> **WHAT YOU ARE ASKED TO DO**
Reproduce every line of the items below, with each request left as it is and its sample coordinates unchanged. Rescale only the point coordinates in the answers by multiplying them by 1.75 and rounding to whole numbers, with halves rounded up.

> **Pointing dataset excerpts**
---------------

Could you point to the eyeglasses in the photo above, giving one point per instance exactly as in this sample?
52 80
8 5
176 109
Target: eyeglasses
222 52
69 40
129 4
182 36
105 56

---------------

> **OUTPUT**
Could you point to the eyeglasses in the photo above, giving one point per instance exactly as in this sample?
52 80
8 5
176 109
Target: eyeglasses
389 91
121 70
226 7
319 63
184 98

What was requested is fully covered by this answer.